• _Text extract_:

------------------------------------------------------------------------

# Testing the apply method

In [1]:
try:
    import pandopt as pdo
except:
    import sys, os
    sys.path.append('/'.join(os.getcwd().split('/')[:-2]))
    import pandopt as pdo
import pandas as pd
import numpy as np
import tqdm 
import pandas as pd
import numpy as np
import timeit
import functools
import time
import plotly.express as px
from typing import Callable, Dict
import polars as pl
from IPython.display import display

ModuleNotFoundError: No module named 'pandopt.transfcoders'

In [None]:
# Example functions
def simple_start(z):
    x = (z['A'] + z['B']) / z['C']
    x += z['B'] * z['D']
    return x / z['B']

def harder_func(z):
    x = (z['A'] + z['B']) / z['C']
    if x > 0:
        return x / z['B']
    x += z['B'] * z['D']
    return x * z['B']

def harder2_func(z):
    x = (z['A'] + z['B']) / z['C']
    if (k:=z['A']-z['C']) > (j:=z['B']/z['D']):
        return x / k
    x *= j
    return x - k if k > z['C'] else x + k


def harder3_func(z):
    g=lambda a, b: a if abs(a) > abs(b) else - 2 * (b**(-a))
    x = (z['A'] + z['B']) / z['C']
    if (k:=z['A']-z['C']) > (j:=g(z['B'],z['D'])):
        return j / k
    x *= j
    return x - k if k > z['C'] else x + k

def agg_sum(z):
    return np.sum(z)

## Basic test and work setup

In [None]:
def timeit(method_func, df, method_name, check_metric):
    if method_func is False:
        print(f'{method_name:<15} {'NA':<15} {'NA':<15} {'Discarded':<10}')
        return 
    t1 = time.time()
    result = method_func(df)
    result_np = result.to_numpy() if hasattr(result, 'to_numpy') else result
    t2 = time.time()
    execution_time = t2 - t1

    if isinstance(result, pd.Series):
        result_shape_str = f"{result.shape[0]} x 1"  
    else:
        result_shape_str = " x ".join(map(str, result.shape)) if hasattr(result, 'shape') else "N/A"
    
    metric = check_metric(result.to_numpy() if hasattr(result, 'to_numpy') else result)
    try:
        print(f'{method_name:<15} {result_shape_str:<15} {metric:<15.5f} {execution_time:<10.5f}')
    except:
        print(f'{method_name:<15} {result_shape_str:<15} {metric:<15} {execution_time:<10}')
    return execution_time

def format_number(num):
    """
    Convert a numerical value into a human-readable format,
    adding suffixes like K, M, B, etc.
    """
    for unit in ['', 'K', 'M', 'B', 'T']:
        if abs(num) < 1000:
            return f"{num:3.0f}{unit}"
        num /= 1000.0
    return f"{num:.1f}T"

------------------------------------------------------------------------

• _Brief A_: In the apply-method notebook, which suffixes does the format_number function add to numbers?
• _Brief B_: Reproduce the part of the apply-method notebook starting with "## Basic test" and going on through "t1 = time.time()".
The rows are separate material, apart from the notebook on testing the apply method.

------------------------------------------------------------------------

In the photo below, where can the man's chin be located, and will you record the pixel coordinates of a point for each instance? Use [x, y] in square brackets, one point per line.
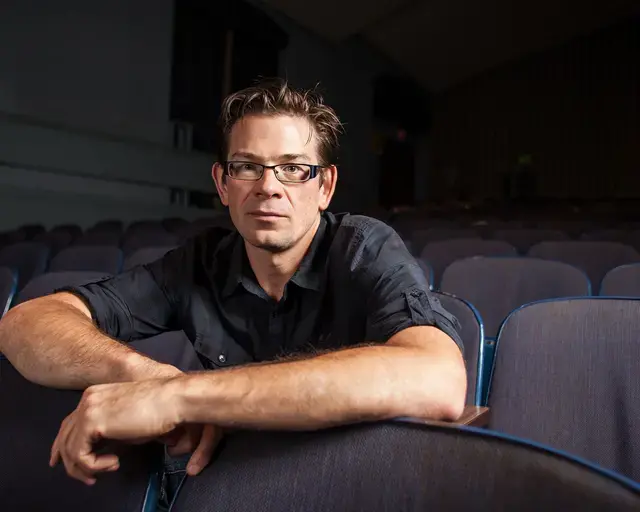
[270, 243]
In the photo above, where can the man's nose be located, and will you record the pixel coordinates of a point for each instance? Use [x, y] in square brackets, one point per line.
[268, 185]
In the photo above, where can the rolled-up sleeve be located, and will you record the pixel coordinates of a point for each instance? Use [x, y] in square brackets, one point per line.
[137, 304]
[398, 292]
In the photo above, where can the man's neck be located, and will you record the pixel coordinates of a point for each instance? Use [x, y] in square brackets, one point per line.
[273, 270]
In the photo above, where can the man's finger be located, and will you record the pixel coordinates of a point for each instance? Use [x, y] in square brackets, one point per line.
[55, 447]
[92, 463]
[75, 472]
[211, 436]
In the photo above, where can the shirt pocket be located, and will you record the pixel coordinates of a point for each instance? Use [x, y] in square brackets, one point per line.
[217, 348]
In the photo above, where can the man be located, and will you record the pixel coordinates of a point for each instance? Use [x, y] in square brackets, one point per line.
[333, 308]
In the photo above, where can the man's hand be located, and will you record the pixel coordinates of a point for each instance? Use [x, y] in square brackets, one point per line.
[134, 412]
[202, 440]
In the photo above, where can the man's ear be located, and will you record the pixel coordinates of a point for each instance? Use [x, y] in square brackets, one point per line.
[328, 180]
[217, 172]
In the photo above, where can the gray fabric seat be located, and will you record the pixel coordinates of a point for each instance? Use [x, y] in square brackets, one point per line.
[422, 237]
[606, 235]
[8, 285]
[31, 418]
[442, 253]
[170, 347]
[145, 255]
[566, 374]
[397, 466]
[27, 259]
[497, 286]
[153, 237]
[100, 237]
[48, 283]
[106, 259]
[623, 281]
[472, 333]
[55, 240]
[595, 258]
[523, 239]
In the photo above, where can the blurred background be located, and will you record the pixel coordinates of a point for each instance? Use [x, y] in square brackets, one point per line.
[452, 108]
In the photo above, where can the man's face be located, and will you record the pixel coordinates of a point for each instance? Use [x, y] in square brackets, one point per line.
[269, 214]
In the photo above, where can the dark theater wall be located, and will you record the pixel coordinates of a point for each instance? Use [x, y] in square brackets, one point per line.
[574, 109]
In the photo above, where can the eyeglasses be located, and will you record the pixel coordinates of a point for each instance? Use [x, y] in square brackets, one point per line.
[285, 173]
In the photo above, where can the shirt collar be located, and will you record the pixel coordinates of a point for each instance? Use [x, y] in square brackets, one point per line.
[309, 273]
[311, 269]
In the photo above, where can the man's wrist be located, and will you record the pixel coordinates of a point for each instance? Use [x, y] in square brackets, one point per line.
[193, 396]
[136, 367]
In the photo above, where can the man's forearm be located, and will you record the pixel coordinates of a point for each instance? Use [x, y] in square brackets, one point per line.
[359, 384]
[53, 343]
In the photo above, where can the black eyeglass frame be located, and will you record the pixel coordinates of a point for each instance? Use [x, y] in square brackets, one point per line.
[313, 170]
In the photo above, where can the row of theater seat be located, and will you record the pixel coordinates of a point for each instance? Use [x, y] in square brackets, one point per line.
[564, 376]
[522, 239]
[569, 330]
[28, 260]
[594, 258]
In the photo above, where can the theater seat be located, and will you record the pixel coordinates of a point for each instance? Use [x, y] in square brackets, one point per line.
[8, 285]
[51, 281]
[472, 333]
[496, 286]
[623, 281]
[31, 418]
[171, 347]
[397, 466]
[595, 258]
[441, 254]
[146, 255]
[566, 374]
[27, 259]
[90, 258]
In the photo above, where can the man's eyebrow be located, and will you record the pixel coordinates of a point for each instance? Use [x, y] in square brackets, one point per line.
[286, 158]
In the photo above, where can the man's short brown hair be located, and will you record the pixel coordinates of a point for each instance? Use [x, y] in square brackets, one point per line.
[275, 97]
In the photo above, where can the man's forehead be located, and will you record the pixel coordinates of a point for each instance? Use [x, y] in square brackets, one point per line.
[269, 137]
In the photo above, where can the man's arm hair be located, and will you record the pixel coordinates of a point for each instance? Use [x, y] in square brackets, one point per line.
[418, 372]
[53, 341]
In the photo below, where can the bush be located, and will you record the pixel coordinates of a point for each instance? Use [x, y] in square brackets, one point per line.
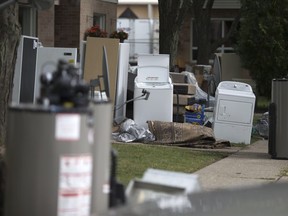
[263, 41]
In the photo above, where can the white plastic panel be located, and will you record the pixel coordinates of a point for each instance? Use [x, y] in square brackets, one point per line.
[153, 68]
[235, 111]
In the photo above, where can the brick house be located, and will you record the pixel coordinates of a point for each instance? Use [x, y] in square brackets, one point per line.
[223, 14]
[64, 24]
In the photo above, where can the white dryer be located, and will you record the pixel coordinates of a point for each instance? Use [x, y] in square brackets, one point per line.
[234, 112]
[153, 77]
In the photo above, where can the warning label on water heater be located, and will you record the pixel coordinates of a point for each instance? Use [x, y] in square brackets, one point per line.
[75, 179]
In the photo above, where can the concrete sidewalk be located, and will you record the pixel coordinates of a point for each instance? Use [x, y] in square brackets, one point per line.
[249, 166]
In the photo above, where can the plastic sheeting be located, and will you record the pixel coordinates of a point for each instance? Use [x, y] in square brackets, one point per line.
[129, 131]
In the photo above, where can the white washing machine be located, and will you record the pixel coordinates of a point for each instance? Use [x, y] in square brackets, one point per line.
[234, 112]
[153, 77]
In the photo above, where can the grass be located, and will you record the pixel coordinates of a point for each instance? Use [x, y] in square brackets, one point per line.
[134, 159]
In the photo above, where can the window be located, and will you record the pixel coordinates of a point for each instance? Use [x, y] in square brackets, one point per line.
[219, 28]
[27, 20]
[100, 19]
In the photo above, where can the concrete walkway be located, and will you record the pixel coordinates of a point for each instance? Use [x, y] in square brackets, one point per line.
[249, 166]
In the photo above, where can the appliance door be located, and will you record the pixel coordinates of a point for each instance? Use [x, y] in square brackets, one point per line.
[158, 106]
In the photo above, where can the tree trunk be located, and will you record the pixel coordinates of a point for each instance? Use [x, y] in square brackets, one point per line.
[9, 39]
[171, 16]
[202, 12]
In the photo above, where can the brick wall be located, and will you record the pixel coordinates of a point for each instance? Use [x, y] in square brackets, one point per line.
[64, 25]
[67, 24]
[45, 26]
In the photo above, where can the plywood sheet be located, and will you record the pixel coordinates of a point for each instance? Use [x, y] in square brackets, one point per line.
[94, 58]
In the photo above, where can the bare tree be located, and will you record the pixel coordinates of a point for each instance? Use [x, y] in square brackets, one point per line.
[9, 39]
[202, 10]
[171, 14]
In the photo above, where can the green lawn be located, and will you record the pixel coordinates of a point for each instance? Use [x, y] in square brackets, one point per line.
[134, 159]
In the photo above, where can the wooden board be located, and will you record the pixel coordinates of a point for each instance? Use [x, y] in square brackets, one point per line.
[94, 58]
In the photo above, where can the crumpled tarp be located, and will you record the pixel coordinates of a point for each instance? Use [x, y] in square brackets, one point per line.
[129, 131]
[184, 134]
[169, 133]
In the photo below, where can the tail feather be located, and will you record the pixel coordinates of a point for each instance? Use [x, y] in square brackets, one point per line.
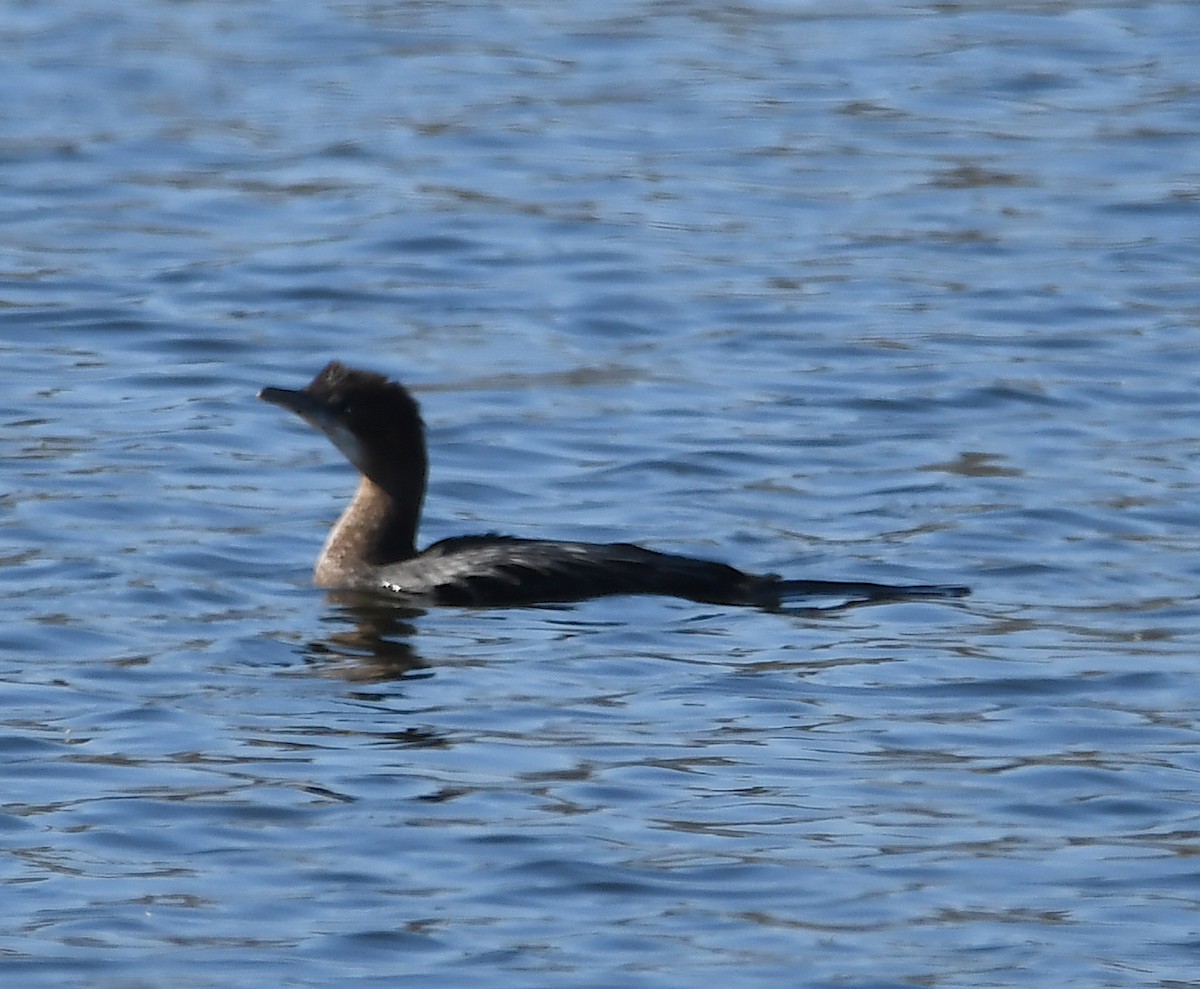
[868, 591]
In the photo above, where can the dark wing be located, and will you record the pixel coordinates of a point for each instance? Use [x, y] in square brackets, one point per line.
[504, 570]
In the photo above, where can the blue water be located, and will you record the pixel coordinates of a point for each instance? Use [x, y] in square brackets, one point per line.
[899, 293]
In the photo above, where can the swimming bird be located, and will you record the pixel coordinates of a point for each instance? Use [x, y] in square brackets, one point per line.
[377, 425]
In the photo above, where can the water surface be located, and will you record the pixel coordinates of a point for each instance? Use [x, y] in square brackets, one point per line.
[894, 293]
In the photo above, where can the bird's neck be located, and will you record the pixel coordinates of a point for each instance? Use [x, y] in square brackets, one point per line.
[377, 528]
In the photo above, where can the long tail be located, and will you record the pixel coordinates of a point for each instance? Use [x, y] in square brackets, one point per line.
[867, 591]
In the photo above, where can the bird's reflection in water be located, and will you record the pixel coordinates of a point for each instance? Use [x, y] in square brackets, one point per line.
[372, 642]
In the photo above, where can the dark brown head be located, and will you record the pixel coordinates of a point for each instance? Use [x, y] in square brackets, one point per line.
[373, 421]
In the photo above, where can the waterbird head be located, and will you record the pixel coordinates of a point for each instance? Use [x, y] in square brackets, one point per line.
[372, 420]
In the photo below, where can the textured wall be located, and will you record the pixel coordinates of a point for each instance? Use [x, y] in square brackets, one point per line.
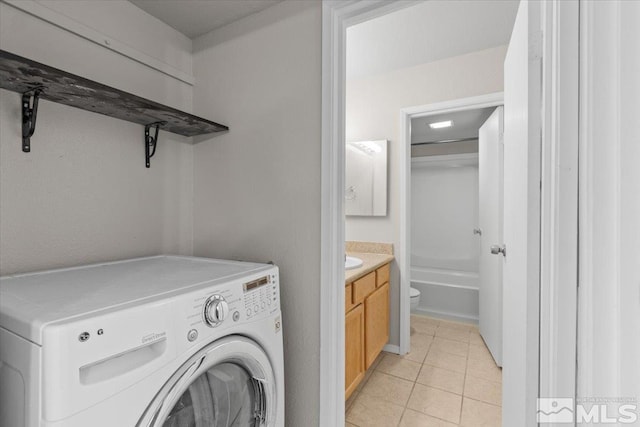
[83, 194]
[257, 188]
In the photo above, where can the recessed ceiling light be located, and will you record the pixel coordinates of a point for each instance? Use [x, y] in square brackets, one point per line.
[439, 125]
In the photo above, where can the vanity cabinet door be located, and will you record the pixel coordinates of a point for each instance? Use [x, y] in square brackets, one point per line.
[354, 349]
[376, 312]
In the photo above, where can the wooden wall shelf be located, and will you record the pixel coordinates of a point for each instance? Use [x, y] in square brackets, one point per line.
[35, 80]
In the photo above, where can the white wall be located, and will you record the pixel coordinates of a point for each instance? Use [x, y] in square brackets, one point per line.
[83, 194]
[373, 112]
[257, 188]
[444, 212]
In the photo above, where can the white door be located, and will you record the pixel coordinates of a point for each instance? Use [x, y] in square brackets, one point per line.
[521, 269]
[490, 224]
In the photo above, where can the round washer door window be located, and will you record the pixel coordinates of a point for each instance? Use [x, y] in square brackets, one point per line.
[229, 383]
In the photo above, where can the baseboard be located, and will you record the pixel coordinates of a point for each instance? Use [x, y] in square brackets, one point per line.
[390, 348]
[446, 316]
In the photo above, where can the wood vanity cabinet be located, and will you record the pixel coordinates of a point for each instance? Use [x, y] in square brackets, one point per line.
[376, 321]
[354, 349]
[366, 324]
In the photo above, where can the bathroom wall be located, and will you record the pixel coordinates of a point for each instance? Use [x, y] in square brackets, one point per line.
[257, 188]
[83, 194]
[444, 249]
[373, 105]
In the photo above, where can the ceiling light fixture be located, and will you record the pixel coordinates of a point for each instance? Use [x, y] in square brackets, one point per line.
[440, 125]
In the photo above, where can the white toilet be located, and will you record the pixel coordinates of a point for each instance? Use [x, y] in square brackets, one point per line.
[415, 298]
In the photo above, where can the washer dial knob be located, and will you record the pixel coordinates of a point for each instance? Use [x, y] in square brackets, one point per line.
[216, 310]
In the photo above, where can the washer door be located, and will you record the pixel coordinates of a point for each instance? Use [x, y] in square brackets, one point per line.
[228, 383]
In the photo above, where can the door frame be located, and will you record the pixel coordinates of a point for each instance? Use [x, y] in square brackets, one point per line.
[559, 200]
[337, 16]
[404, 259]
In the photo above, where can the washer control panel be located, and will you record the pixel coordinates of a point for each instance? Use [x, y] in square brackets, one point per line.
[216, 310]
[260, 295]
[245, 299]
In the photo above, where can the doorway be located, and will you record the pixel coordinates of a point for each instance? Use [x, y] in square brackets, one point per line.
[337, 16]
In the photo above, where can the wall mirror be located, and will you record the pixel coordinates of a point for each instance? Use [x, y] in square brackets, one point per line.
[366, 178]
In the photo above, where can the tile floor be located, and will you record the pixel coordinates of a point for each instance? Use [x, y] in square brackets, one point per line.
[447, 379]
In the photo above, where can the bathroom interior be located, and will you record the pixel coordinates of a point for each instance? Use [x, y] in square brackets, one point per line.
[451, 371]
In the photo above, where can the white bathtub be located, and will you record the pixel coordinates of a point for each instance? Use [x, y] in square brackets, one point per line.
[446, 293]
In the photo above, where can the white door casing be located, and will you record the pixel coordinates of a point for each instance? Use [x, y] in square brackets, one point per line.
[490, 170]
[521, 279]
[609, 188]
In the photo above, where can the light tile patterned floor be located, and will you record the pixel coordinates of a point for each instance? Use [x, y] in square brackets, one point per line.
[448, 379]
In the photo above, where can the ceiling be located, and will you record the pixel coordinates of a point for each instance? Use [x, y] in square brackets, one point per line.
[194, 18]
[427, 32]
[465, 125]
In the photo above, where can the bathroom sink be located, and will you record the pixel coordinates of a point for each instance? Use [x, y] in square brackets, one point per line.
[352, 262]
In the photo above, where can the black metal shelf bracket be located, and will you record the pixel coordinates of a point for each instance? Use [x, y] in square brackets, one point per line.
[151, 142]
[29, 115]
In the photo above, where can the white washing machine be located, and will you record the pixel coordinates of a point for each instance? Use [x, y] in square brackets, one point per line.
[163, 341]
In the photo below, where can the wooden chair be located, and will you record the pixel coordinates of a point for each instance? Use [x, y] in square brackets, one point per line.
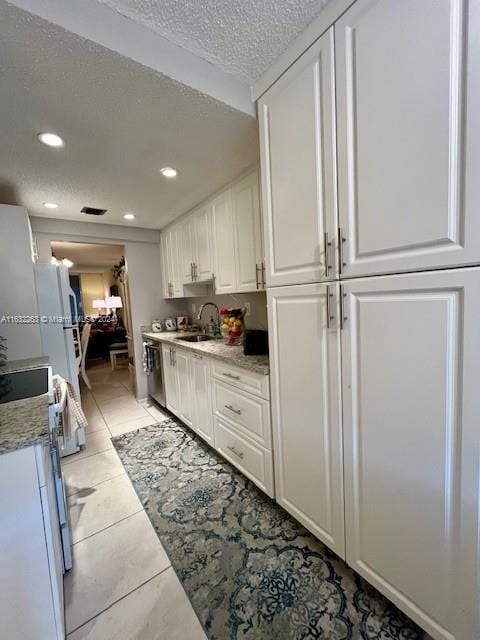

------------------------------------------------------------------------

• _Correct answer A_: K, M, B and T.

• _Correct answer B_:
## Basic test and work setup

In [None]:
def timeit(method_func, df, method_name, check_metric):
    if method_func is False:
        print(f'{method_name:<15} {'NA':<15} {'NA':<15} {'Discarded':<10}')
        return 
    t1 = time.time()